**ABOUT THIS TASK**
Copy, exactly and without additions, every line in the records below from the one holding "Each instance of the dark door" through the one holding "Each instance of the denim", both ends included.

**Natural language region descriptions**
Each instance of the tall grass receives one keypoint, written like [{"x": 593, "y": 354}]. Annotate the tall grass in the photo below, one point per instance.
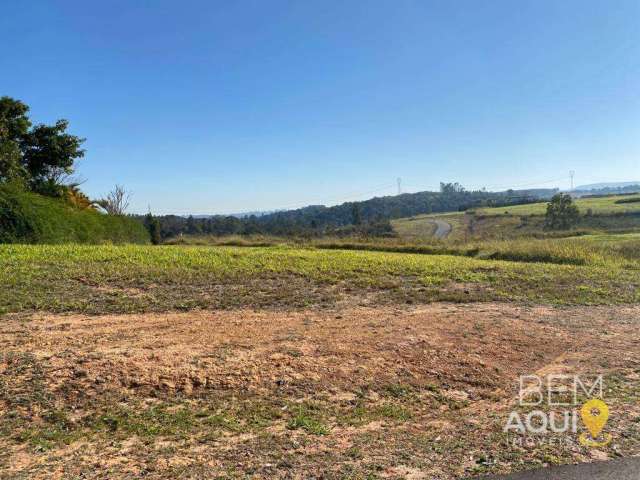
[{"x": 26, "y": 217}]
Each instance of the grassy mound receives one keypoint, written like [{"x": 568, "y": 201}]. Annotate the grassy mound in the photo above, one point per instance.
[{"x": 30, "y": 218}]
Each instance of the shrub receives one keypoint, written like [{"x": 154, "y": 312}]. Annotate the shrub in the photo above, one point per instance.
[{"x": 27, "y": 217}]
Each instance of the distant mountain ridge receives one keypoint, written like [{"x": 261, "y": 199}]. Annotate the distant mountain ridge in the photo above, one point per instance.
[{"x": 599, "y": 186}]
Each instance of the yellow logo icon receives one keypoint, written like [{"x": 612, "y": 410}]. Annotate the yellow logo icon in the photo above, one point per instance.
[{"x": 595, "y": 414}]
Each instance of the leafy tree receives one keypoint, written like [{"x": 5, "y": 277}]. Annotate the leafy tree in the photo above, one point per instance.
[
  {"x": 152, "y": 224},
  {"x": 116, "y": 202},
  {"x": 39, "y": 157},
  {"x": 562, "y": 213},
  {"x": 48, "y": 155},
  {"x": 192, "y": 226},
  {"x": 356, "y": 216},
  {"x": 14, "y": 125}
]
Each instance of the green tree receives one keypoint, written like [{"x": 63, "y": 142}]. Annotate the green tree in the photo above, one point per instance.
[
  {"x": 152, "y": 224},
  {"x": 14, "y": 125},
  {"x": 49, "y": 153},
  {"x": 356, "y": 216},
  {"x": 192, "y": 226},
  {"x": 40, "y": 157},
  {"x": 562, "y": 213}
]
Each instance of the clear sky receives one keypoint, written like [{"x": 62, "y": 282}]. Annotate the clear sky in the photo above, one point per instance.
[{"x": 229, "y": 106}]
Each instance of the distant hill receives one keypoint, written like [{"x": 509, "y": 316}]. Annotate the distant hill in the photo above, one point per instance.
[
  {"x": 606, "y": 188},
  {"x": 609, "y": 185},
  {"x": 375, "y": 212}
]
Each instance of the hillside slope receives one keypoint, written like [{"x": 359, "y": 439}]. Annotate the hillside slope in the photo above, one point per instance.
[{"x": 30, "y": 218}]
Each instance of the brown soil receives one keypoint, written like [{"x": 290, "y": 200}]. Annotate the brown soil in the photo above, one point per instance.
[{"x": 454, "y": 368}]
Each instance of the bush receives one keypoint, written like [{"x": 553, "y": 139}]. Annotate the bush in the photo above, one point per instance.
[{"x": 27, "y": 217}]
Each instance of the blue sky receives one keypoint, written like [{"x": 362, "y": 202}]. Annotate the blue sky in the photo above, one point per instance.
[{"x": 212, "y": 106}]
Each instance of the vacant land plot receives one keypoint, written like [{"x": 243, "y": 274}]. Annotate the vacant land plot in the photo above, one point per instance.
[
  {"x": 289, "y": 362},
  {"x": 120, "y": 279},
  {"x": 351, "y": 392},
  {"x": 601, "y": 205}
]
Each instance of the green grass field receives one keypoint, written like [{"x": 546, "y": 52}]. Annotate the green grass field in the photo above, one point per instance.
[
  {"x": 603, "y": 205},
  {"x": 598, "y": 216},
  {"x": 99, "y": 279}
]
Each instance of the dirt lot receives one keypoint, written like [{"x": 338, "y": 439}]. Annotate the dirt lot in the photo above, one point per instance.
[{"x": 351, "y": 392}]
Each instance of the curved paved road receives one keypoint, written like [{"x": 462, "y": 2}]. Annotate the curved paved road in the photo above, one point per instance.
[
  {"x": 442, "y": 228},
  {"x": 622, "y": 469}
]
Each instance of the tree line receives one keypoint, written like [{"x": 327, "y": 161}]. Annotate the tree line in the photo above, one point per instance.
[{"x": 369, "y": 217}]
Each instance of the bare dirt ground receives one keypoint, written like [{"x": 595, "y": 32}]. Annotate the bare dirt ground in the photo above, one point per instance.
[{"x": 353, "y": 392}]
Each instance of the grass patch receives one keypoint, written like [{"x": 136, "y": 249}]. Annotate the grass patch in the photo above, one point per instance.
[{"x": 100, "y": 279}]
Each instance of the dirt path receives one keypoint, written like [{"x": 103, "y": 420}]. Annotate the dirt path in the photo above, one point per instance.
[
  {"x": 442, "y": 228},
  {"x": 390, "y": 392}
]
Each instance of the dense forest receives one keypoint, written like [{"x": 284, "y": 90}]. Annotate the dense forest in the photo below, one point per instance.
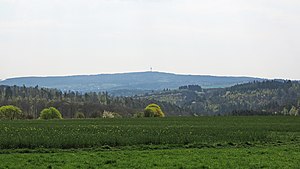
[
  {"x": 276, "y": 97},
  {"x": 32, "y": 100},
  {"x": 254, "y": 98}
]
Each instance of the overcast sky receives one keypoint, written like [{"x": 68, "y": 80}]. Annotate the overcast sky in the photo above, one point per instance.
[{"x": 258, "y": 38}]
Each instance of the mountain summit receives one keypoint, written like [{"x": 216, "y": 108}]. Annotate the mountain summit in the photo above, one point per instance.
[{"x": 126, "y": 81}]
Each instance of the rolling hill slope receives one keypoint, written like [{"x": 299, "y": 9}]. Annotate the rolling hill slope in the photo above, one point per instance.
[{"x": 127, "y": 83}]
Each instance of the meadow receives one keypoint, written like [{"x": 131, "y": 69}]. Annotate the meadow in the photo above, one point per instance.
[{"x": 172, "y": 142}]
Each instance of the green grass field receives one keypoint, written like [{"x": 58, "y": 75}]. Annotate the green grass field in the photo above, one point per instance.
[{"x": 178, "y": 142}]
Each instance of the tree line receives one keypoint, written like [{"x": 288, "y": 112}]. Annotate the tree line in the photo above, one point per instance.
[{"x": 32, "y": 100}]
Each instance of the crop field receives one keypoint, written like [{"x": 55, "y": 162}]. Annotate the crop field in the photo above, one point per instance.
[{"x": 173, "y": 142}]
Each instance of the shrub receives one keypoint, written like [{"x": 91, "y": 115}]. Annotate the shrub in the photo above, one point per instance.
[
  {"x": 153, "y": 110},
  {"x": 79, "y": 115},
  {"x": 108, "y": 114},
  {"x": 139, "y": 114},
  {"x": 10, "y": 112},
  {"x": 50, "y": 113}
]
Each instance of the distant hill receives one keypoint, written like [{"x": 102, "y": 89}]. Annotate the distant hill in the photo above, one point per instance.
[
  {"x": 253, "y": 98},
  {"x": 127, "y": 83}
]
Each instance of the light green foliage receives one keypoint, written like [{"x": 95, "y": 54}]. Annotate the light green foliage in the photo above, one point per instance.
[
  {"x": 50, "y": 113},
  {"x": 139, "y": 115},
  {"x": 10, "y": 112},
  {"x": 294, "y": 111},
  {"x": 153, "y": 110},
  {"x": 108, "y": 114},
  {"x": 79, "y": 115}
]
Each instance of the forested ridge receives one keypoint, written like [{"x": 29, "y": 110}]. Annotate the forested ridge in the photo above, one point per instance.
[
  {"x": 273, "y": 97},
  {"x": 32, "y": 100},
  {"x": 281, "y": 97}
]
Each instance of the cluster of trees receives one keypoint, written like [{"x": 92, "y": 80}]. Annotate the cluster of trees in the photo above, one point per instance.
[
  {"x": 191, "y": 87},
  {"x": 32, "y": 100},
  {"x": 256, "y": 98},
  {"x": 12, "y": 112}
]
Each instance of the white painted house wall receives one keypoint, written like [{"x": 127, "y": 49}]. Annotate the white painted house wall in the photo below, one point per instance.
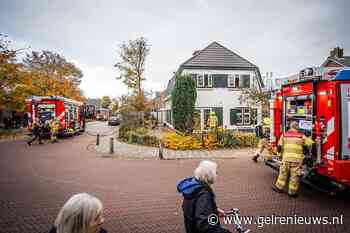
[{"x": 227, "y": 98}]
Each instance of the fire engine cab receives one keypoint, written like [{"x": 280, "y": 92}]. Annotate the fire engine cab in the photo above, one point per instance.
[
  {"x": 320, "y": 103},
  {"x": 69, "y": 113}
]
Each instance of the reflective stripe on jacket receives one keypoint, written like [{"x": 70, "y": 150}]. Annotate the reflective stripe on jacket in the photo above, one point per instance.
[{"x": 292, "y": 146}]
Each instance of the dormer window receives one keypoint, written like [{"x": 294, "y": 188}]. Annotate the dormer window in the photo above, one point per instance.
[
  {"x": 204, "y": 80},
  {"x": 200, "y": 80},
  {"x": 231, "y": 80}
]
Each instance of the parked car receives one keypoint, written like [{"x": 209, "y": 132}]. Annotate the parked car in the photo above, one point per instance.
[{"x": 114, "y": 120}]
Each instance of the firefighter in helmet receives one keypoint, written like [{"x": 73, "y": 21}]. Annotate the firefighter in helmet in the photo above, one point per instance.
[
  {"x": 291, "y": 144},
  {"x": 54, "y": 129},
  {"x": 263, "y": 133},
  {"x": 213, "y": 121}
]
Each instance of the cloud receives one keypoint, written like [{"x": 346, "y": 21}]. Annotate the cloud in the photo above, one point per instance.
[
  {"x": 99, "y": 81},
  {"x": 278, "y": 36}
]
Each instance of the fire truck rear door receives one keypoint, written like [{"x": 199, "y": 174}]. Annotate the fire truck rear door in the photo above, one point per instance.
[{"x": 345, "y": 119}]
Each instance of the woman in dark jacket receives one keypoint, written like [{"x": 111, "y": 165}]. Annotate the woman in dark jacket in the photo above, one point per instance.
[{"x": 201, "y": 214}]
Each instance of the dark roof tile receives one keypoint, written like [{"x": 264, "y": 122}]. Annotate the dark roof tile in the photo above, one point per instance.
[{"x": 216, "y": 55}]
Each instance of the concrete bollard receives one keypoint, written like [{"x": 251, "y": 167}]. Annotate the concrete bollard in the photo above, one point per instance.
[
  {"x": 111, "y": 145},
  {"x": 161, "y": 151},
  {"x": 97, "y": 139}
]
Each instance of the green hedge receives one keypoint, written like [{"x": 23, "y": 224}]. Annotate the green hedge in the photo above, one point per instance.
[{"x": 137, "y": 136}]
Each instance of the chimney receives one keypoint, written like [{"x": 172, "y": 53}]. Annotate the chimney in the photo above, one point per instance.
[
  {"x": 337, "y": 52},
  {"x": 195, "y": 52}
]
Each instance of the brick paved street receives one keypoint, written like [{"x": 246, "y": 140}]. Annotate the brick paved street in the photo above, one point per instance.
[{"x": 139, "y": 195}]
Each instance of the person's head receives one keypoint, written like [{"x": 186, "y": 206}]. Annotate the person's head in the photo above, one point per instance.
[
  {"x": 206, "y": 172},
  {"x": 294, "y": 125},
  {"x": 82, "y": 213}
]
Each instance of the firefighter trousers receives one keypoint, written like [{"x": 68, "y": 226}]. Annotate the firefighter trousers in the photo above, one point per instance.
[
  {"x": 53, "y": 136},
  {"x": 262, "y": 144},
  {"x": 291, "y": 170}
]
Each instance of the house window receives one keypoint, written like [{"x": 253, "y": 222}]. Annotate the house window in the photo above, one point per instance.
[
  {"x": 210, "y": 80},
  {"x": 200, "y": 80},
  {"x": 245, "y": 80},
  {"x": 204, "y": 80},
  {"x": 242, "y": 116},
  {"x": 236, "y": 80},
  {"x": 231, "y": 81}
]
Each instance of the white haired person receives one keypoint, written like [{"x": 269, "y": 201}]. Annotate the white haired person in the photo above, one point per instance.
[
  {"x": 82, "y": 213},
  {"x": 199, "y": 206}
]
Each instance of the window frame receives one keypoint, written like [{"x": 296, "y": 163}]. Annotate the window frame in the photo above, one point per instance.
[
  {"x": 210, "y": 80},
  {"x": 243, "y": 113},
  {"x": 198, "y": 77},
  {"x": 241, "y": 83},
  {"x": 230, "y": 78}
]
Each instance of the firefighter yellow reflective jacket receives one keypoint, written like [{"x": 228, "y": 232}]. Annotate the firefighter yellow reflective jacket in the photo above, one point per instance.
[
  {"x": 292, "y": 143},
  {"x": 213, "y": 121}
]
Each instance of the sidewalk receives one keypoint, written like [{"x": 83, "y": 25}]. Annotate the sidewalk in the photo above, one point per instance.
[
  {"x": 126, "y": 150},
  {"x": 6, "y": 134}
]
* * *
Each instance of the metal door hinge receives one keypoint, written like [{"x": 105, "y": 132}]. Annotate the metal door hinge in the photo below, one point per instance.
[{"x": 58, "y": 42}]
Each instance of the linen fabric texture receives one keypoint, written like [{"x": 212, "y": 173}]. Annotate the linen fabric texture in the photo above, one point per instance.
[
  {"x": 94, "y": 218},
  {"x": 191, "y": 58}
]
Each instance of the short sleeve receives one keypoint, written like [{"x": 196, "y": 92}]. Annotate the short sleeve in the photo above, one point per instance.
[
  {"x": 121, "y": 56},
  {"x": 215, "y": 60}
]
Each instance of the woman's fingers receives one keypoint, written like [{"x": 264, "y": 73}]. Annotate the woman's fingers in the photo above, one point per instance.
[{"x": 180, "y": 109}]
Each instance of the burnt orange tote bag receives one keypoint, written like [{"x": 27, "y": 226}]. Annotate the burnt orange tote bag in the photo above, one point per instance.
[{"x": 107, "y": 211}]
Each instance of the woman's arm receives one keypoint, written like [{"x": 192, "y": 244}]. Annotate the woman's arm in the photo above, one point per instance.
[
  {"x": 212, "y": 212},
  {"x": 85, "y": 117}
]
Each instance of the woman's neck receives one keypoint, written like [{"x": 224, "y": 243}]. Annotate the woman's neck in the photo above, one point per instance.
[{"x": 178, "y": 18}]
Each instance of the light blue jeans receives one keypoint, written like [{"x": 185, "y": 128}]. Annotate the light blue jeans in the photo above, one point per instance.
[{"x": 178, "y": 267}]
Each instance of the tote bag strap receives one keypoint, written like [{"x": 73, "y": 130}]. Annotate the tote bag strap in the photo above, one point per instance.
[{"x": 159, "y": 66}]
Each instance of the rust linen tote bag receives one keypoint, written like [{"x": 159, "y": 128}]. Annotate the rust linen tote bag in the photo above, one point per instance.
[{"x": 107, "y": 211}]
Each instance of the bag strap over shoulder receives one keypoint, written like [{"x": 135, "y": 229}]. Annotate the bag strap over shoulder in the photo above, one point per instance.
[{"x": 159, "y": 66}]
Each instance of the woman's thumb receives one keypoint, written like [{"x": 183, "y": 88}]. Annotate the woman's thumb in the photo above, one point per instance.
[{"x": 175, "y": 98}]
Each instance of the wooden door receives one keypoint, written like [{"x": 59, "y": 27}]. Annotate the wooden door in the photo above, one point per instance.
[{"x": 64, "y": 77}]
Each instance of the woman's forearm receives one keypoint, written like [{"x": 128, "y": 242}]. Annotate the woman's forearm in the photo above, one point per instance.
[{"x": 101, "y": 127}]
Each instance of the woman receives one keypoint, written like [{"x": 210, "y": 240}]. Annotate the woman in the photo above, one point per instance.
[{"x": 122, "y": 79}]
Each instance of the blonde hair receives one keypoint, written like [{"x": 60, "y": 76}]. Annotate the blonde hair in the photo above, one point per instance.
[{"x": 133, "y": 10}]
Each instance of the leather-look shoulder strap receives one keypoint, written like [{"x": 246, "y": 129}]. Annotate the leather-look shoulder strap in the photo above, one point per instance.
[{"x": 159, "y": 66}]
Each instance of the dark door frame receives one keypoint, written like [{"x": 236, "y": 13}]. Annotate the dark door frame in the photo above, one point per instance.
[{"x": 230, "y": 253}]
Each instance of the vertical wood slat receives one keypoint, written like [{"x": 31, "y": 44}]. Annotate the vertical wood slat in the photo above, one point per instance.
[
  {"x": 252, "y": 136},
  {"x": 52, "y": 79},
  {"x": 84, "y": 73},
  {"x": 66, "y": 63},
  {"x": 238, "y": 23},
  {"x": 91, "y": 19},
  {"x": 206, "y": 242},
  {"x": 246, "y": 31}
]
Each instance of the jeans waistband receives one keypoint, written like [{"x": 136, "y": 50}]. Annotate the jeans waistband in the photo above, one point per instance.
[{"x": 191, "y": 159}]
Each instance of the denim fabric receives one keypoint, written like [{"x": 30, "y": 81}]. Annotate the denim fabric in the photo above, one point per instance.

**PROBLEM SOLUTION**
Each instance of the dark door frame receives one keypoint, written like [{"x": 236, "y": 13}]. Annotate the dark door frame in the photo above, one point per instance.
[{"x": 230, "y": 253}]
Each instance of the vertical wood slat receives one keypoint, written like [{"x": 31, "y": 44}]. Annotate the vertical wood slat in the photo above, one point per instance.
[
  {"x": 252, "y": 136},
  {"x": 52, "y": 79},
  {"x": 84, "y": 73},
  {"x": 66, "y": 63},
  {"x": 238, "y": 23},
  {"x": 91, "y": 19},
  {"x": 206, "y": 242},
  {"x": 246, "y": 31}
]
Each instance of the jeans waistband receives one keypoint, written like [{"x": 136, "y": 50}]. Annotate the jeans waistband in the photo above, one point per instance.
[{"x": 191, "y": 159}]
Each instance of the denim fabric receives one keypoint, written like [{"x": 30, "y": 81}]. Annotate the denim fabric in the photo above, one point per instance.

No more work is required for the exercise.